» **GIVEN DATA**
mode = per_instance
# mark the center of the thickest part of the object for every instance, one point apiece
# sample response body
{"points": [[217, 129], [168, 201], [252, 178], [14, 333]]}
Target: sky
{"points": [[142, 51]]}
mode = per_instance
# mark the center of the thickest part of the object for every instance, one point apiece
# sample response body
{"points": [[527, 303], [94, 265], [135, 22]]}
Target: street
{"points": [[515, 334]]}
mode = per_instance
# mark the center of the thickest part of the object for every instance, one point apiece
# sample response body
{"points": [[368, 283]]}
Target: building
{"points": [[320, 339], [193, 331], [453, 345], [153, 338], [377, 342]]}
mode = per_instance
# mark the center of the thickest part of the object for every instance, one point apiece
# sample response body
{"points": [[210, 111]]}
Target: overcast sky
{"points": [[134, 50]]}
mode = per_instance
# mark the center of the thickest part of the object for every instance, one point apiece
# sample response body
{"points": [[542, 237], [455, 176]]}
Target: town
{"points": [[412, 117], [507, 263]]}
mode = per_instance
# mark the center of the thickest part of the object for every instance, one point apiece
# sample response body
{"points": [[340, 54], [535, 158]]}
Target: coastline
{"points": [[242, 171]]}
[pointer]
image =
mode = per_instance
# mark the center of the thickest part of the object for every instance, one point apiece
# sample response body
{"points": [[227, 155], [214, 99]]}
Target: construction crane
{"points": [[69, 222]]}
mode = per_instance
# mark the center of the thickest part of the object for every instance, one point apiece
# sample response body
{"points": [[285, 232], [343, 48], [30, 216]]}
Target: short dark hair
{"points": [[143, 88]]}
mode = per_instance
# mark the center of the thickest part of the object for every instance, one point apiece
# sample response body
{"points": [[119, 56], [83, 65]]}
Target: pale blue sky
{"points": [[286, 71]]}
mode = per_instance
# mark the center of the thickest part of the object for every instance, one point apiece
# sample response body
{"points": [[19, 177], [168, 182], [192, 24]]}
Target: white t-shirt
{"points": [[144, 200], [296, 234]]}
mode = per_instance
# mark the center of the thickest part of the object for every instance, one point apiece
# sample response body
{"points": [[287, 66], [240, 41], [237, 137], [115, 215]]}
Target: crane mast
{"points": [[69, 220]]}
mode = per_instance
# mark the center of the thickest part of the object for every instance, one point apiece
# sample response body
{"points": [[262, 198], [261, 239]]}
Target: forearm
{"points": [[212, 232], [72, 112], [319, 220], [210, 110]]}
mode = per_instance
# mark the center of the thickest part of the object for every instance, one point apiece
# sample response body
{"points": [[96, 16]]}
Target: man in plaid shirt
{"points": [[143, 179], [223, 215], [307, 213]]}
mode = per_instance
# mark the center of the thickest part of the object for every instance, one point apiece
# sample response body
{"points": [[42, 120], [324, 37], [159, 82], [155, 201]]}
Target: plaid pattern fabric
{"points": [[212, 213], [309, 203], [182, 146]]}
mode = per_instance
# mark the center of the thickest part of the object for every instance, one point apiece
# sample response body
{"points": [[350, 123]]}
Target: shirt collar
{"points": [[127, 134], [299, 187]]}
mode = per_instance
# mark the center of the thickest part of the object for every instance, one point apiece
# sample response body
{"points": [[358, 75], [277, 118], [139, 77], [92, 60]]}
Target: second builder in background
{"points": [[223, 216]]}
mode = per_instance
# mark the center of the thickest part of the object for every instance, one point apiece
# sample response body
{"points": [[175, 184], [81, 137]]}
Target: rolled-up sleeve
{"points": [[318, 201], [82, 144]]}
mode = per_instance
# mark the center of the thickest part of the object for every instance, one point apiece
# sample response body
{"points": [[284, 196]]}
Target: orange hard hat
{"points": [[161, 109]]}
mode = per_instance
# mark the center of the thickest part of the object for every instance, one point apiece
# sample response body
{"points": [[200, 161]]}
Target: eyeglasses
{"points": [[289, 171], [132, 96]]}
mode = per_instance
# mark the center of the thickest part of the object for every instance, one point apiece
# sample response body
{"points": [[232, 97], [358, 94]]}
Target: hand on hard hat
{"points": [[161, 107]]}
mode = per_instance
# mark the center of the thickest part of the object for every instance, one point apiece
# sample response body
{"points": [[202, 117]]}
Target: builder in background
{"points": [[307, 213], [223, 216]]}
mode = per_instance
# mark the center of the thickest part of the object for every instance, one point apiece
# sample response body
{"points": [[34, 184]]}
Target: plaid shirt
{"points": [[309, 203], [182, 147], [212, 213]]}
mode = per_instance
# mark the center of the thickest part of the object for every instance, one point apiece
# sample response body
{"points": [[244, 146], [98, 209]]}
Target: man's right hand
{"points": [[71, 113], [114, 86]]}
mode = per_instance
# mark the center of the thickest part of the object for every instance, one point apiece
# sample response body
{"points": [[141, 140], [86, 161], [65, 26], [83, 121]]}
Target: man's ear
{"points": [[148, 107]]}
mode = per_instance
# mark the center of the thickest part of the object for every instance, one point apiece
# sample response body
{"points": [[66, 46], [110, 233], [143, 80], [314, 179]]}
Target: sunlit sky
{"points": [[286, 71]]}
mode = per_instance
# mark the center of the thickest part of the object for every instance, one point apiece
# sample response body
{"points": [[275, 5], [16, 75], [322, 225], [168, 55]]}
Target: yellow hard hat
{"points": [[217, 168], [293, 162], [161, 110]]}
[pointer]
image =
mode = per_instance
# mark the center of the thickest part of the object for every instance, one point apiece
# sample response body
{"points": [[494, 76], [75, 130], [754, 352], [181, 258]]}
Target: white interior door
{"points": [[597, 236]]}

» **TASK STATEMENT**
Copy out the data shown above without altering anything.

» **WRITTEN SOLUTION**
mode = per_instance
# mark the center of the thickest part of the object for every instance, one point apiece
# sample response body
{"points": [[217, 129], [168, 201], [252, 178], [14, 333]]}
Target: sky
{"points": [[142, 51]]}
mode = per_instance
# mark the center of the thickest part of the object for every instance, one point apiece
# sample response body
{"points": [[527, 303], [94, 265], [135, 22]]}
Target: street
{"points": [[515, 334]]}
mode = per_instance
# mark the center of the thickest part of the object for every instance, one point apiece
# sample response body
{"points": [[368, 283]]}
Target: building
{"points": [[320, 339], [193, 331], [453, 345], [153, 338], [377, 342]]}
mode = per_instance
# mark the center of the thickest part of the object for every instance, one point apiece
# sample response body
{"points": [[210, 111]]}
Target: overcast sky
{"points": [[134, 50]]}
mode = per_instance
# mark the center of the thickest part of the object for every instance, one point apiece
# sample response body
{"points": [[542, 237], [455, 176]]}
Target: town
{"points": [[412, 117], [507, 263]]}
mode = per_instance
# mark the center of the thickest part of the object for every instance, one point apiece
# sample response body
{"points": [[340, 54], [535, 158]]}
Target: coastline
{"points": [[242, 171]]}
[pointer]
image =
mode = per_instance
# mark the center of the thickest part of the object for every instance, one point apiece
# sample response body
{"points": [[227, 155], [214, 99]]}
Target: construction crane
{"points": [[69, 222]]}
mode = per_instance
# mark the center of the thickest part of the object for every instance, one point apiece
# sample response body
{"points": [[285, 232], [343, 48], [30, 216]]}
Target: short dark hair
{"points": [[143, 88]]}
mode = per_instance
# mark the center of the thickest part of the object for every instance, one point apiece
# sample response body
{"points": [[119, 56], [83, 65]]}
Target: pale blue sky
{"points": [[286, 71]]}
mode = per_instance
# mark the center of the thickest part of the object for every instance, one point apiece
# sample response body
{"points": [[19, 177], [168, 182], [192, 24]]}
Target: white t-shirt
{"points": [[144, 200], [296, 234]]}
mode = per_instance
# mark the center of the thickest part of the object for every instance, one point apiece
# sample response body
{"points": [[287, 66], [240, 41], [237, 137], [115, 215]]}
Target: crane mast
{"points": [[69, 220]]}
mode = per_instance
# mark the center of the thickest part of the object for every instance, one point apiece
# sample response body
{"points": [[262, 198], [261, 239]]}
Target: forearm
{"points": [[212, 232], [72, 112], [319, 220], [210, 110]]}
mode = per_instance
# mark the center of the thickest part of the object for every instance, one point apiece
# sample response body
{"points": [[96, 16]]}
Target: man in plaid shirt
{"points": [[143, 179], [223, 215], [307, 213]]}
mode = per_instance
# mark the center of the thickest part of the object for every instance, one point apiece
# sample response body
{"points": [[42, 120], [324, 37], [159, 82], [155, 201]]}
Target: plaid pattern fabric
{"points": [[212, 213], [309, 203], [182, 146]]}
mode = per_instance
# mark the center of the thickest part of the object for every instance, one point apiece
# sample response body
{"points": [[350, 123]]}
Target: shirt collar
{"points": [[127, 134], [299, 187]]}
mode = per_instance
# mark the center of the thickest part of the object for every instance, one point apiece
# sample response body
{"points": [[358, 75], [277, 118], [139, 77], [92, 60]]}
Target: second builder in background
{"points": [[223, 216]]}
mode = per_instance
# mark the center of the thickest part of the object for every instance, one point apiece
# sample response body
{"points": [[175, 184], [81, 137]]}
Target: rolled-up sleeve
{"points": [[318, 201], [82, 144]]}
mode = per_instance
# mark the center of the thickest part of the object for every instance, one point apiece
# sample response body
{"points": [[284, 196]]}
Target: orange hard hat
{"points": [[161, 109]]}
mode = per_instance
# mark the center of the thickest part of the object for every instance, one point apiece
# sample response body
{"points": [[200, 161]]}
Target: eyeglasses
{"points": [[289, 171], [132, 96]]}
mode = per_instance
# mark the center of the thickest part of the object for every instance, one point apiece
# sample response body
{"points": [[232, 97], [358, 94]]}
Target: hand on hard hat
{"points": [[161, 107]]}
mode = per_instance
# mark the center of the thickest part of the object for every instance, one point apiece
# sample response body
{"points": [[202, 117]]}
Target: builder in background
{"points": [[307, 213], [223, 216]]}
mode = per_instance
# mark the center of the thickest part of the object for every instance, one point apiece
# sample response body
{"points": [[34, 184]]}
Target: plaid shirt
{"points": [[309, 203], [182, 147], [212, 213]]}
mode = per_instance
# mark the center of the thickest part of the object for every instance, one point apiece
# sample response body
{"points": [[244, 146], [98, 209]]}
Target: man's right hand
{"points": [[71, 113], [114, 86]]}
mode = per_instance
# mark the center of the thickest part of the object for every instance, one point apiece
# sample response body
{"points": [[141, 140], [86, 161], [65, 26], [83, 121]]}
Target: man's ear
{"points": [[148, 107]]}
mode = per_instance
# mark the center of the thickest part of the object for every instance, one point apiece
# sample response body
{"points": [[66, 46], [110, 233], [143, 80], [314, 179]]}
Target: sunlit sky
{"points": [[286, 71]]}
mode = per_instance
# mark the center of the thickest part of the object for every instance, one point apiece
# sample response body
{"points": [[275, 5], [16, 75], [322, 225], [168, 55]]}
Target: yellow hard hat
{"points": [[217, 168], [293, 162], [161, 110]]}
[pointer]
image =
mode = per_instance
# mark the center of the thickest part of the object for every instance, one point apiece
# sample response body
{"points": [[494, 76], [75, 130], [754, 352], [181, 258]]}
Target: white interior door
{"points": [[597, 236]]}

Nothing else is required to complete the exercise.